[start]
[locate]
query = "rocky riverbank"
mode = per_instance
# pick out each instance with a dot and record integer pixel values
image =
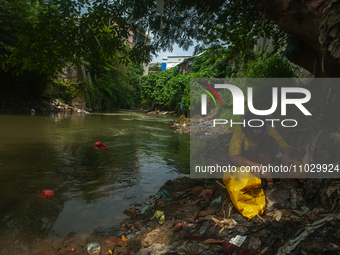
(190, 216)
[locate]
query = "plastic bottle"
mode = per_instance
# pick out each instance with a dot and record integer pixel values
(93, 248)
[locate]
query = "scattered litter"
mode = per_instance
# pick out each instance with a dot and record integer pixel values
(93, 248)
(204, 227)
(234, 249)
(275, 214)
(290, 246)
(254, 243)
(238, 240)
(225, 223)
(246, 194)
(163, 192)
(277, 196)
(159, 215)
(131, 212)
(203, 195)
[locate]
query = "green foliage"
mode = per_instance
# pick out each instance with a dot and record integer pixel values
(44, 35)
(270, 66)
(68, 90)
(163, 90)
(115, 84)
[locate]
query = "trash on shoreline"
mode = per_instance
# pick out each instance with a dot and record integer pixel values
(93, 248)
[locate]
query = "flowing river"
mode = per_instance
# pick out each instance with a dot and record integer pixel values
(92, 187)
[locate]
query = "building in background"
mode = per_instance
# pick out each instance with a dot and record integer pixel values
(172, 61)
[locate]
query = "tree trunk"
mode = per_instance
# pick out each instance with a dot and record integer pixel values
(316, 25)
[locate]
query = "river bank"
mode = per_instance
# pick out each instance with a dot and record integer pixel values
(190, 216)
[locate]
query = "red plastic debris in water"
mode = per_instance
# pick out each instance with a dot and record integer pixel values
(100, 145)
(48, 192)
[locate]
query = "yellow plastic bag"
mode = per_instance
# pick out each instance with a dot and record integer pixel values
(246, 193)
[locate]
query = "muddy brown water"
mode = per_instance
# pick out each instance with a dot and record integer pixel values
(92, 187)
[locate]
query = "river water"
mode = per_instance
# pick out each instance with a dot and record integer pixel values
(92, 187)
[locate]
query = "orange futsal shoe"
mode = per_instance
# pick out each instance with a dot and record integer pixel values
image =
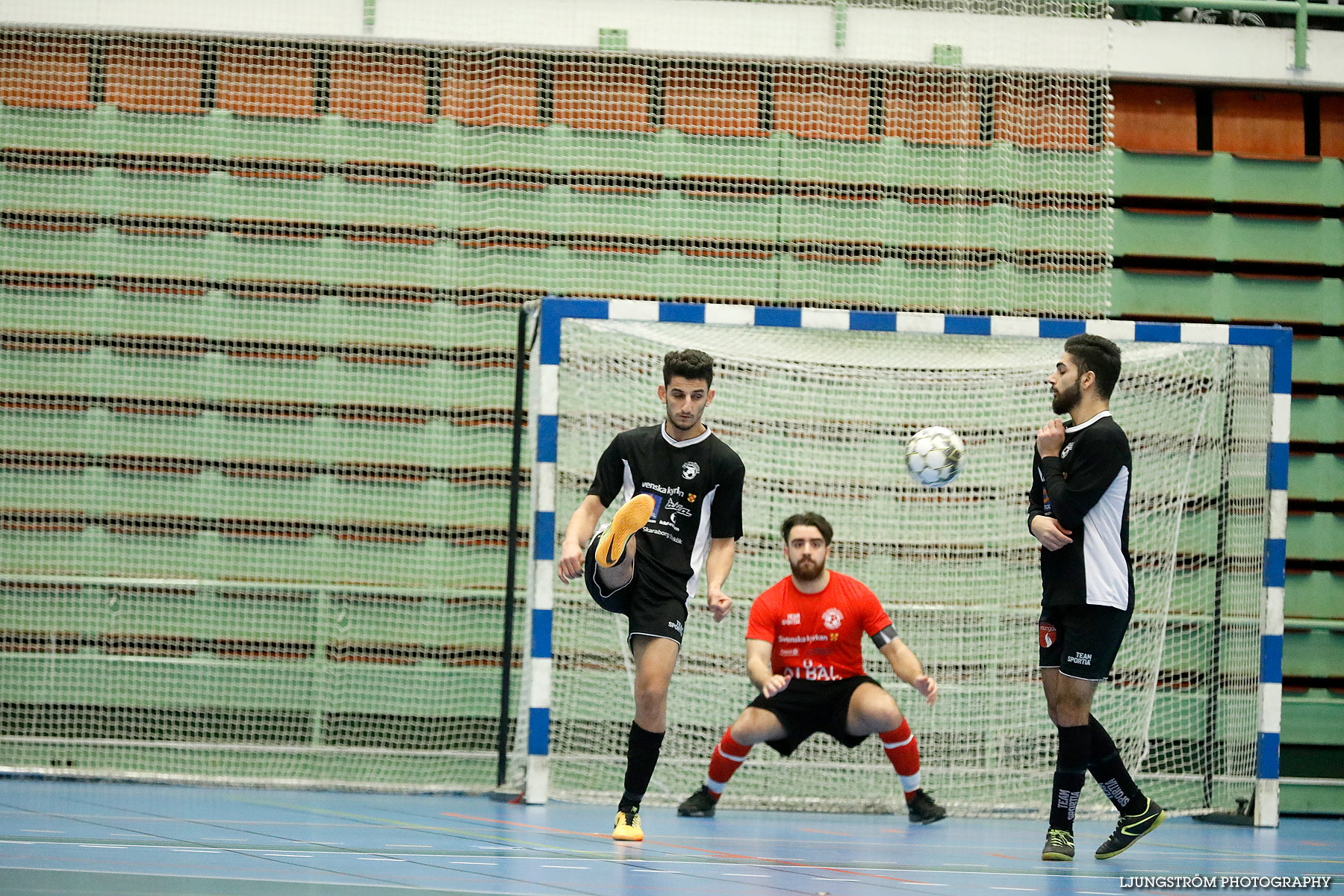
(628, 825)
(628, 520)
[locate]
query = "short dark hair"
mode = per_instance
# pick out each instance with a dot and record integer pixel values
(806, 519)
(1098, 355)
(690, 363)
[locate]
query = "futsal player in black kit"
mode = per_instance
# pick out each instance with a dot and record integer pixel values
(1080, 514)
(682, 491)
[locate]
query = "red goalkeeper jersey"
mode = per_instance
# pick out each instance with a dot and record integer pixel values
(818, 637)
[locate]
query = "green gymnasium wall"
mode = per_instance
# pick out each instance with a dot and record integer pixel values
(1230, 207)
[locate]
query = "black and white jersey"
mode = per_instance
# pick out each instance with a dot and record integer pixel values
(1086, 488)
(697, 489)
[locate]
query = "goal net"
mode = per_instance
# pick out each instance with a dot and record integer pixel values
(820, 420)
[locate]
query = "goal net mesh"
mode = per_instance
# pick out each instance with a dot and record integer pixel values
(820, 420)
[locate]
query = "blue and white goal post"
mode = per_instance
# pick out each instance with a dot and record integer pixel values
(1211, 758)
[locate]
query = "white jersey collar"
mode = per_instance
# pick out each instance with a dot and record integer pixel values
(1083, 426)
(663, 429)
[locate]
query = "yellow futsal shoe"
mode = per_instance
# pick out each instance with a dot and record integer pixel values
(628, 520)
(628, 825)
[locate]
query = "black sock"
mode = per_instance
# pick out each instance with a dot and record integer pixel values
(1109, 770)
(640, 759)
(1070, 774)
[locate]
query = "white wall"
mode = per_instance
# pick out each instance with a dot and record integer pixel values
(1154, 50)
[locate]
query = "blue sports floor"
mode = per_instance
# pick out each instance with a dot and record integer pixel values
(80, 837)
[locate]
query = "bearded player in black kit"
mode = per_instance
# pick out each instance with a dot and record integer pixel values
(683, 508)
(1080, 514)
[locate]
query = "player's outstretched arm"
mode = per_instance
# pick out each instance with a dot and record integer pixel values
(577, 535)
(717, 567)
(906, 665)
(759, 672)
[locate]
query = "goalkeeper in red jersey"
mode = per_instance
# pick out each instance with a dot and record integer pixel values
(804, 641)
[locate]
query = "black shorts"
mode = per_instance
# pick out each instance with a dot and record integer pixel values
(808, 707)
(1080, 640)
(650, 613)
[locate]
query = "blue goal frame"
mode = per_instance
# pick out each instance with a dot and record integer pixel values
(546, 420)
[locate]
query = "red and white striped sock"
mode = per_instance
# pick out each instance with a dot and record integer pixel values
(903, 751)
(725, 761)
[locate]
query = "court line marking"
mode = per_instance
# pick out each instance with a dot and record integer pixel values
(672, 845)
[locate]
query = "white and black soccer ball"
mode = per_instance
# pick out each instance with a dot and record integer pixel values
(934, 455)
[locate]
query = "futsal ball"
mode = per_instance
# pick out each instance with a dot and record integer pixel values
(934, 455)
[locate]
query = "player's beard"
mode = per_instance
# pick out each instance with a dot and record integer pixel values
(676, 425)
(1066, 401)
(809, 573)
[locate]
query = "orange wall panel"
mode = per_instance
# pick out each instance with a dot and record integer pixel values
(1155, 119)
(1043, 113)
(381, 87)
(268, 81)
(154, 75)
(1258, 122)
(830, 104)
(934, 108)
(492, 90)
(46, 72)
(699, 100)
(603, 96)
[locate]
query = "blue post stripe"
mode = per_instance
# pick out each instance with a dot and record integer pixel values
(1272, 659)
(1281, 382)
(1276, 558)
(967, 324)
(542, 635)
(554, 311)
(544, 534)
(1145, 332)
(680, 314)
(1055, 328)
(769, 316)
(547, 437)
(549, 332)
(1266, 755)
(539, 731)
(885, 321)
(1276, 472)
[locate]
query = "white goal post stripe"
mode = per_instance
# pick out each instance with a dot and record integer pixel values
(554, 311)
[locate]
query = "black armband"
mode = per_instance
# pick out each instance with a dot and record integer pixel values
(885, 637)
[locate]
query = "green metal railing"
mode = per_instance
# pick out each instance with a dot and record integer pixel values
(1301, 10)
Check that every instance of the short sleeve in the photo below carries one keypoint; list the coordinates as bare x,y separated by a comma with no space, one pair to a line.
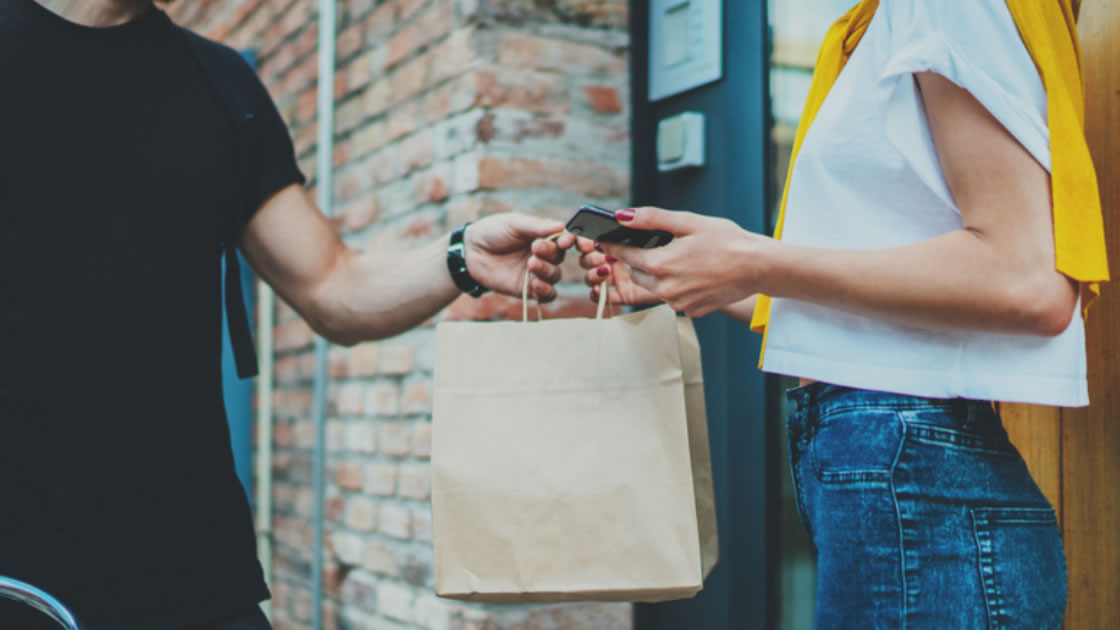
[end]
TASK TO CARRY OUT — Leave the images out, please, and restate each line word for word.

RESPONSE TO THE TASK —
[locate]
query = "rocky riverbank"
mode = per_instance
# pick out each instance with a dot and record integer pixel values
image =
(190, 216)
[locate]
query = "plastic bottle"
mode = per_instance
# pick out each instance with a dot and record integer pixel values
(93, 248)
[locate]
query = "scattered litter"
mode = per_instance
# pick out each instance with a dot and record integer pixel values
(93, 248)
(204, 227)
(234, 249)
(275, 214)
(290, 246)
(254, 243)
(238, 240)
(225, 223)
(246, 194)
(163, 192)
(277, 196)
(159, 215)
(131, 212)
(203, 195)
[locate]
query = "green foliage"
mode = per_instance
# pick out each instance with a dot and record integer pixel values
(44, 35)
(270, 66)
(68, 90)
(163, 90)
(115, 84)
[locate]
query = "trash on shoreline"
mode = per_instance
# pick out each instance with a dot and record integer pixel values
(93, 248)
[locate]
query = "flowing river"
mode = per_instance
# pick out each instance with a dot and record integer pixel values
(92, 187)
[locate]
query = "building in background"
mode = per_instance
# pick out each instance with a dot and record integer pixel values
(172, 61)
[locate]
query = "tree trunk"
mode = per_instance
# pick out each instance with a dot and record integer pixel values
(316, 25)
[locate]
query = "river bank"
mode = per_instance
# pick out each instance with a dot and record integer pixel values
(190, 216)
[locate]
query = "red plastic debris in water"
mode = per_instance
# pick out each instance with a dot and record integer pixel values
(100, 145)
(48, 192)
[locate]
query = "yellow plastic bag"
mode = per_instance
# pick out each instance with a dot and record integer pixel values
(246, 193)
[locate]
query = "muddy brown water"
mode = per_instance
# pick out each instance with a dot and record integer pixel values
(92, 187)
[locate]
query = "river water"
mode = per_instance
# pick out each instance with a dot and record integer pixel values
(92, 187)
[locate]
query = "orange futsal shoe"
mode = per_instance
# pick out each instance with a dot and record integer pixel values
image =
(628, 825)
(628, 520)
[locate]
query = "short dark hair"
mode = per_instance
# pick out each instance with a dot and record integer pixel values
(806, 519)
(1098, 355)
(690, 363)
[locate]
query = "futsal player in black kit"
mode = per_instance
# pick out each instance with a dot and record integer pixel values
(1080, 514)
(682, 491)
[locate]
query = "red goalkeeper jersey"
mode = per_instance
# pick out each instance with a dot and record integer pixel values
(818, 637)
[locate]
query = "green gymnasium wall"
mode = per_instance
# pick out each instance with a dot and record integer pixel values
(1230, 207)
[locate]
query = "black and white jersey"
mode = per_instance
# pick out each instance with a dot and record integer pixel values
(1086, 488)
(697, 489)
[locate]
query = "goal net"
mode = per_instance
# pick out each instance with a dot and record integer pixel values
(820, 420)
[locate]
query = "goal net mesh"
mode = per_instance
# pick out each instance with a dot and record integer pixel values
(820, 420)
[locate]
query = "blue and white goal post"
mode = per_instance
# pick out each instance with a dot and record integer pixel values
(1211, 758)
[locate]
query = "white jersey collar"
mode = per_instance
# pick out each instance with a dot and record integer pixel values
(1083, 426)
(663, 429)
[locate]
query = "yellow futsal shoe"
mode = per_instance
# pick out each instance with a dot and record integer pixel values
(628, 520)
(628, 825)
[locate]
query = "black sock"
mode = per_instance
# pick out each instance with a dot and record integer pixel values
(1109, 770)
(640, 759)
(1070, 774)
[locate]
query = "white wall"
mode = per_instance
# pick out each instance with a dot and record integer pixel values
(1154, 50)
[locate]
query = "blue sports floor"
mode = per_instance
# pick out each instance with a dot and record integer pixel values
(80, 837)
[locate]
query = "bearded player in black kit"
mode = per_instance
# pick out each instance with a dot and record integer pixel values
(683, 508)
(1080, 514)
[locate]
query = "player's outstretched arm"
mode = per_instance
# pick out each instance with a dot and record integer pixel values
(577, 535)
(717, 567)
(906, 665)
(759, 672)
[locate]
query = "goalkeeper in red jersey"
mode = per_instance
# pick out each instance with a dot and record integer pixel values
(804, 641)
[locate]
query = "black shorts"
mode = per_instance
# pick out each instance with a dot and record integer pixel values
(808, 707)
(1080, 640)
(650, 613)
[locate]
query = "blue goal frame"
mode = per_instance
# pick out each instance with a dot and record integer pixel values
(546, 420)
[locate]
query = "red and white striped sock"
mode = per_instance
# pick out each instance with a dot and record integer pixel values
(903, 751)
(725, 761)
[locate]
query = "court line marking"
mode = per_instance
# pick out each instance with a dot and record integer pixel values
(672, 845)
[locate]
query = "white and black soccer ball"
mode = per_instance
# pick out each instance with a dot and record integer pixel values
(934, 455)
[locate]
query = "futsal ball"
mode = per_instance
# pick out each instance with a dot and record integer pixel values
(934, 455)
[locate]
query = "player's beard"
mode = per_instance
# pick out each instance with a dot and record integer pixel values
(676, 425)
(1066, 401)
(809, 573)
[locate]
query = "orange wall panel"
mode = per_instance
# pick out each instance with a dot and record integer pixel values
(1155, 119)
(1043, 113)
(381, 87)
(268, 81)
(154, 75)
(1258, 122)
(830, 104)
(934, 108)
(492, 90)
(46, 72)
(699, 100)
(603, 96)
[locate]
query = "blue post stripe"
mode = per_instance
# pick out each instance with a dot and record integer pixel values
(1272, 659)
(1281, 382)
(1276, 558)
(967, 324)
(542, 635)
(554, 311)
(544, 534)
(1145, 332)
(680, 314)
(1055, 328)
(769, 316)
(547, 437)
(549, 332)
(1266, 755)
(539, 731)
(885, 321)
(1276, 472)
[locate]
query = "white goal post stripe"
mode = per_instance
# pick out each instance with a dot and record integer pixel values
(554, 311)
[locate]
query = "black armband"
mode = per_instance
# pick out each instance with a dot and record integer pixel values
(885, 637)
[locate]
query = "green metal railing"
mode = per_instance
# pick out each instance with a dot and record integer pixel values
(1301, 10)
Check that every instance of the short sleeve in the photo below carries one keypoint; list the coordinates as bare x,y separated by a comma with no space, one pair to a line.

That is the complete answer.